→ **Work order**: State the number of lines in the records underneath where the word "shirt" turns up, and say nothing else.

*** Provided records ***

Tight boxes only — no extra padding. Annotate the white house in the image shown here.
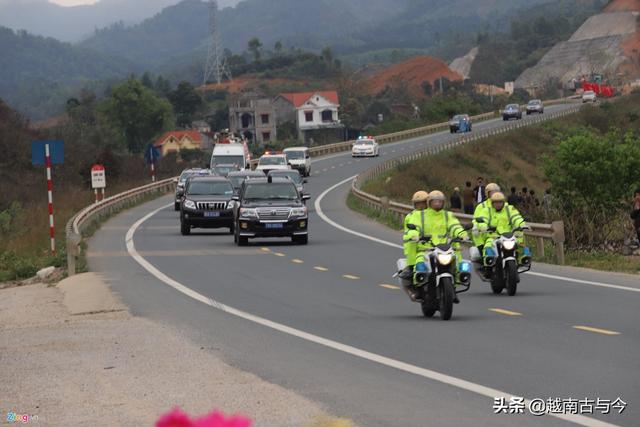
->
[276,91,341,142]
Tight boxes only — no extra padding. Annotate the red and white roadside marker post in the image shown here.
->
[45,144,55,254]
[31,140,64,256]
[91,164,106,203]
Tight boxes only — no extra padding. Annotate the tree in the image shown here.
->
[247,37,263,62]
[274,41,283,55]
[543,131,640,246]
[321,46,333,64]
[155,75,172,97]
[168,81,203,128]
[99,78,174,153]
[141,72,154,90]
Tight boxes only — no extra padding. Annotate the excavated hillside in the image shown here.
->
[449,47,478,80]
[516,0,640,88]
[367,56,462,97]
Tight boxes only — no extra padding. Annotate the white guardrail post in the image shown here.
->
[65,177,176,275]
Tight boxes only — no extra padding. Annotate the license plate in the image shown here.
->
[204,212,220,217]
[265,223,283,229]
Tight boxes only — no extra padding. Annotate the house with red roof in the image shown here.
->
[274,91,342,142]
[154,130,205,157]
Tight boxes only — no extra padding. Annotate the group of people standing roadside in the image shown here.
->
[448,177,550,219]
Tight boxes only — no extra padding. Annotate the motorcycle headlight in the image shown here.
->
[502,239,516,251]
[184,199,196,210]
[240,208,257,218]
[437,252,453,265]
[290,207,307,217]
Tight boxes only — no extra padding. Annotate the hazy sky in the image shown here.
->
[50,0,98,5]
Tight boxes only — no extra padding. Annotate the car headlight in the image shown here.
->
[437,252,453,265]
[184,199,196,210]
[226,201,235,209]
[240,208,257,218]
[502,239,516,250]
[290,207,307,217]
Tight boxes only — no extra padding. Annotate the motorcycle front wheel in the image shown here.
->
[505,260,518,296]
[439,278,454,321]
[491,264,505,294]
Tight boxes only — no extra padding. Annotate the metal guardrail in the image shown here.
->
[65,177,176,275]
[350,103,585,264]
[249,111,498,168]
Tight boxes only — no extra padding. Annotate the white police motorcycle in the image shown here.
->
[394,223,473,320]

***
*** Provided records ***

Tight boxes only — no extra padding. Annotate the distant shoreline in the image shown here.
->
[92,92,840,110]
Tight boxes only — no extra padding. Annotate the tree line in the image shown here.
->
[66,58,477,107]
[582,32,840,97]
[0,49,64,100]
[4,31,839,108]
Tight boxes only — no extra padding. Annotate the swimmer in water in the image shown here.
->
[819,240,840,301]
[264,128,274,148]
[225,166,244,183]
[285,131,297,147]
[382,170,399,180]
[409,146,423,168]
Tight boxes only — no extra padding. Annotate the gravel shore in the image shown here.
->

***
*** Provided records ***

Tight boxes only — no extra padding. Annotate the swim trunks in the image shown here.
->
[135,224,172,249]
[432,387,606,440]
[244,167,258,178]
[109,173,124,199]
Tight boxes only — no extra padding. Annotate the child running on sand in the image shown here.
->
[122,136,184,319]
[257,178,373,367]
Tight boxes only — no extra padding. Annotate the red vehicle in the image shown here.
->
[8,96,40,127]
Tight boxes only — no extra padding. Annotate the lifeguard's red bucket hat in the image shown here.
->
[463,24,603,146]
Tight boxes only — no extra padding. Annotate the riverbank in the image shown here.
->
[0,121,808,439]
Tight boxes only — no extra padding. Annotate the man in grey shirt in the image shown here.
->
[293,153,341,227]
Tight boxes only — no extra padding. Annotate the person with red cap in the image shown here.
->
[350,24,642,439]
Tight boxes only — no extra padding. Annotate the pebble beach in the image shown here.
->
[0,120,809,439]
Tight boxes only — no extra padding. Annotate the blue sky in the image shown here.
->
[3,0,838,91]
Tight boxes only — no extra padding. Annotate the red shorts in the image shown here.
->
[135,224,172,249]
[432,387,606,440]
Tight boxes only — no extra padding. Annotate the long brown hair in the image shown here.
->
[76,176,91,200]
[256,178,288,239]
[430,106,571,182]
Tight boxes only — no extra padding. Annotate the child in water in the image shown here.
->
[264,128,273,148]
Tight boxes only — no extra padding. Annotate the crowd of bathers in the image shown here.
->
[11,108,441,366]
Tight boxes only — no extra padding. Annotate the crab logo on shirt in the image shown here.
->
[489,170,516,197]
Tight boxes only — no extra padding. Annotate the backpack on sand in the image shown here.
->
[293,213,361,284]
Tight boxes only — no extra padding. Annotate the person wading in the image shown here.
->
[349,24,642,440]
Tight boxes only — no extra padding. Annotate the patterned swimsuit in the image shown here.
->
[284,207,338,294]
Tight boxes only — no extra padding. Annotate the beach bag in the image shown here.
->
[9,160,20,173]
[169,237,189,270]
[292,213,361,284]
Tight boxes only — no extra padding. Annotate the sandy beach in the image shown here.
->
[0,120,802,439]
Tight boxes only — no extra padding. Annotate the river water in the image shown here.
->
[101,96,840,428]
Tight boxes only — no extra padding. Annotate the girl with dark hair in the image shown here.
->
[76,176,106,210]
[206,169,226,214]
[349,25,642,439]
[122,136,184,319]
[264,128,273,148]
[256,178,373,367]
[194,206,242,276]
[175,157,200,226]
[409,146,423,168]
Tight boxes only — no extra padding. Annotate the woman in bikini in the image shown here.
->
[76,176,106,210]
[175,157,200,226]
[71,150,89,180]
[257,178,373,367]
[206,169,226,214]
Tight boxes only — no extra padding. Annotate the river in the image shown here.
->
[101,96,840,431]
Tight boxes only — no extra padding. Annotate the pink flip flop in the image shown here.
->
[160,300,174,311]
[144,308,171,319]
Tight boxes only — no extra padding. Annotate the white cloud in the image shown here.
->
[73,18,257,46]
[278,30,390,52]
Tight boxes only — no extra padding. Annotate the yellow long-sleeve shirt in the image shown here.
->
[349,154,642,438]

***

→ **Solution for this task**: 3